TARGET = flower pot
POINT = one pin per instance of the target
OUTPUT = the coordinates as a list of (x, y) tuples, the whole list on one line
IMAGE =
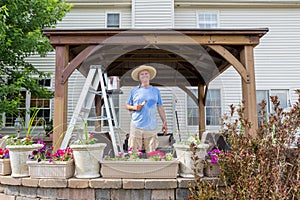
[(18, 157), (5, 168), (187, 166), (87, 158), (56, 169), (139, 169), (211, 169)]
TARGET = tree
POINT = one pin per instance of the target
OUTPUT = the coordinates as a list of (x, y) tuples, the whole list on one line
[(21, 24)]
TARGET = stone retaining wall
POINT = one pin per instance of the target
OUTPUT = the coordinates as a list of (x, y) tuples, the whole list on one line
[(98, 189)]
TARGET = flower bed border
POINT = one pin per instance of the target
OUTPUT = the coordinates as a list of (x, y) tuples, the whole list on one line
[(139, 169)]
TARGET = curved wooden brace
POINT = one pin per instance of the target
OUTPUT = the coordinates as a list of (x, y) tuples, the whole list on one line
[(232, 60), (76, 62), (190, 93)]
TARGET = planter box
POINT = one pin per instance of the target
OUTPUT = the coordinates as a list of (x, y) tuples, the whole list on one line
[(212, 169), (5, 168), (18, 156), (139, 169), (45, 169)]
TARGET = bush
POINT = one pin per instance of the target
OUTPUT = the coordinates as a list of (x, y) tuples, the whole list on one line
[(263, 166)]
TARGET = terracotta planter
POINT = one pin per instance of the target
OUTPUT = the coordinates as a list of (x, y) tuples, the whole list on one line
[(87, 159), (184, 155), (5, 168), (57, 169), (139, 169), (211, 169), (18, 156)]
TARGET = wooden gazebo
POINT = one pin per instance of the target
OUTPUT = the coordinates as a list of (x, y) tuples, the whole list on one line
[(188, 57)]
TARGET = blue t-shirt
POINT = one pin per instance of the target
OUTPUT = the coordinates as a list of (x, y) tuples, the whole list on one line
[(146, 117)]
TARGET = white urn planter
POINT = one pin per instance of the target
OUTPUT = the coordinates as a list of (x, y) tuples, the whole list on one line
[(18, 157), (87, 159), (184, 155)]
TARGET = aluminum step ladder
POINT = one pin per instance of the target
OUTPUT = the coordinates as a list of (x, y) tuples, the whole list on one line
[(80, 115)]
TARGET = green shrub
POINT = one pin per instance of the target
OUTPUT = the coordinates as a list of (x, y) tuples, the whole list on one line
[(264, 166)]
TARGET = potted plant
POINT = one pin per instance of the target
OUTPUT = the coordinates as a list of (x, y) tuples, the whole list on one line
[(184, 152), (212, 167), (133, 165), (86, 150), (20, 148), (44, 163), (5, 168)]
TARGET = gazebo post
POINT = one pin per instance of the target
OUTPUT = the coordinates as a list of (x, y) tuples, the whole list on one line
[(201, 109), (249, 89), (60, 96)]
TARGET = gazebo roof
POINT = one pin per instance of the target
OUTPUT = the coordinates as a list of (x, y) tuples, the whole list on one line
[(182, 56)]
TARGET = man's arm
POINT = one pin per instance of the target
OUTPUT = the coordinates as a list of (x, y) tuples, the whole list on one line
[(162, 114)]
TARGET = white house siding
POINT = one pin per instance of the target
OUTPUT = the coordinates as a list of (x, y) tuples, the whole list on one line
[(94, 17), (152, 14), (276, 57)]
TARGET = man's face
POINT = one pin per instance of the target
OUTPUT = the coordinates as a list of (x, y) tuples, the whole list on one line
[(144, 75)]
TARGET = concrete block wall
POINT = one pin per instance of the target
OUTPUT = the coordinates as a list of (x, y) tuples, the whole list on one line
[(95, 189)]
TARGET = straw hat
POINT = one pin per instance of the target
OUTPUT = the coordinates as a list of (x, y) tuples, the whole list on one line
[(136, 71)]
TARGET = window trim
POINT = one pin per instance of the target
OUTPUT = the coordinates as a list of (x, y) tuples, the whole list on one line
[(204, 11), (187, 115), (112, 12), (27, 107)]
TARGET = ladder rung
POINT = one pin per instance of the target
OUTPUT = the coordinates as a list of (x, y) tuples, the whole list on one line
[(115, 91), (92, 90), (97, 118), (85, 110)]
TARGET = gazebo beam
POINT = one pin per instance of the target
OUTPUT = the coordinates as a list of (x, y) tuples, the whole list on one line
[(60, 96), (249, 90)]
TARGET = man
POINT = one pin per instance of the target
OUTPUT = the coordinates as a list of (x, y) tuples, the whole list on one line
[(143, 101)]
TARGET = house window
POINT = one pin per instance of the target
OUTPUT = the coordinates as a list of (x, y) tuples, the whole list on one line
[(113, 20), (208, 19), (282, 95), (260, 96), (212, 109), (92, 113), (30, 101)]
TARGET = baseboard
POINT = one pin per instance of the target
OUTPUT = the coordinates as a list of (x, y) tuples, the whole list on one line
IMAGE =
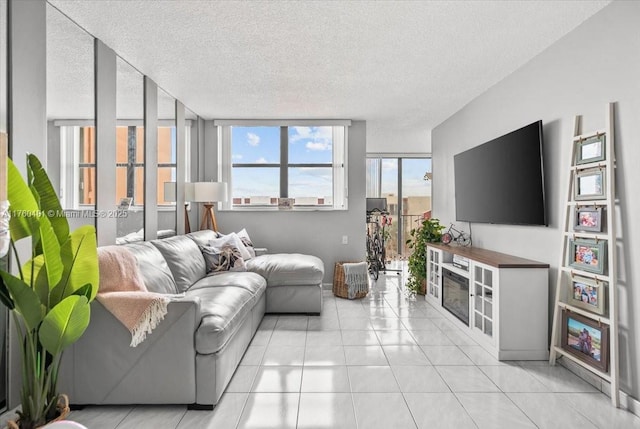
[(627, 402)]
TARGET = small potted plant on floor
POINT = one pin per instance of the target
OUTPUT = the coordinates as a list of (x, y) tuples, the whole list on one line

____

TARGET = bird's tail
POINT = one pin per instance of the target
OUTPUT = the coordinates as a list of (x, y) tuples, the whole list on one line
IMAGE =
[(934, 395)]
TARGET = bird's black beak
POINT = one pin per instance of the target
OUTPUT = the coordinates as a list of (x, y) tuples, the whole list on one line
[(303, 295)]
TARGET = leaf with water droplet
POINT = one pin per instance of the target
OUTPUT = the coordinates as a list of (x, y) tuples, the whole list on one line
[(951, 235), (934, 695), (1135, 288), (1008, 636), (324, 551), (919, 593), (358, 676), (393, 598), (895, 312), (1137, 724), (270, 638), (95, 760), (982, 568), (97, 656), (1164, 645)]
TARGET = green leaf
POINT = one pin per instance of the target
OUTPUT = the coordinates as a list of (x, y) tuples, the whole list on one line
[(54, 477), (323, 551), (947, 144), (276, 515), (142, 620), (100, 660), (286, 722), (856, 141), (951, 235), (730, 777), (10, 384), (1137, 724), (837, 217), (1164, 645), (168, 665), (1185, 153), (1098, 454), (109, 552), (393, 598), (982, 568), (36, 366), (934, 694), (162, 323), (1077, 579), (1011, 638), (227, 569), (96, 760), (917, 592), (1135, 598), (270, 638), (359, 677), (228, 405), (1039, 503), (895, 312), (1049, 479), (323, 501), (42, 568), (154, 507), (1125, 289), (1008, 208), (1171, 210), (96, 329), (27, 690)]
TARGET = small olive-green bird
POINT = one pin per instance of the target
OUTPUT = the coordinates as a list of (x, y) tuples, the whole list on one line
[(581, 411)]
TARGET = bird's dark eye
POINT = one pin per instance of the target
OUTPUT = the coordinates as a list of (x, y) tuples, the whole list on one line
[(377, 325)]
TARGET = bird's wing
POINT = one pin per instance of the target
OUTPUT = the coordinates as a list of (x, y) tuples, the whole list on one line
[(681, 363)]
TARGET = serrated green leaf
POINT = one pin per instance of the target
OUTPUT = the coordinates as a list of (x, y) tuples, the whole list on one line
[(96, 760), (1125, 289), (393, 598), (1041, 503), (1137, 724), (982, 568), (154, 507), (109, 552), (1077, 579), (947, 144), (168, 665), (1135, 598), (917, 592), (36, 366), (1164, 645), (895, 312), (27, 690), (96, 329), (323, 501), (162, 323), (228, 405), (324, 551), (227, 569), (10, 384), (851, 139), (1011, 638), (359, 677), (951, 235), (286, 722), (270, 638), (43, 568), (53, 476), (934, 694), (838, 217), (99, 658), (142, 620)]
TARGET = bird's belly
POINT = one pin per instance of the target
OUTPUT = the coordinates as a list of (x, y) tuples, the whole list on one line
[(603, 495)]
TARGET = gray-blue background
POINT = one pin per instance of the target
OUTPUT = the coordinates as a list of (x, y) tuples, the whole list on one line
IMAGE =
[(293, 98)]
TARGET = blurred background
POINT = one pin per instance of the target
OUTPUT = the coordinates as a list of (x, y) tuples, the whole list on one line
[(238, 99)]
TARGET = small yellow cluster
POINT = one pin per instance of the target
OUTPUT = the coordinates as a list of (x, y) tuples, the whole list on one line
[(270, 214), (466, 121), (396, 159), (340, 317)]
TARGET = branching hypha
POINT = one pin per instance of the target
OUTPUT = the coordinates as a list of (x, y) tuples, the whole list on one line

____

▶ **Assignment**:
Select every line in the records above that contains the word "gazebo".

▶ **Expected answer**:
TARGET = wooden gazebo
TARGET = gazebo post
TARGET = gazebo roof
TARGET = gazebo beam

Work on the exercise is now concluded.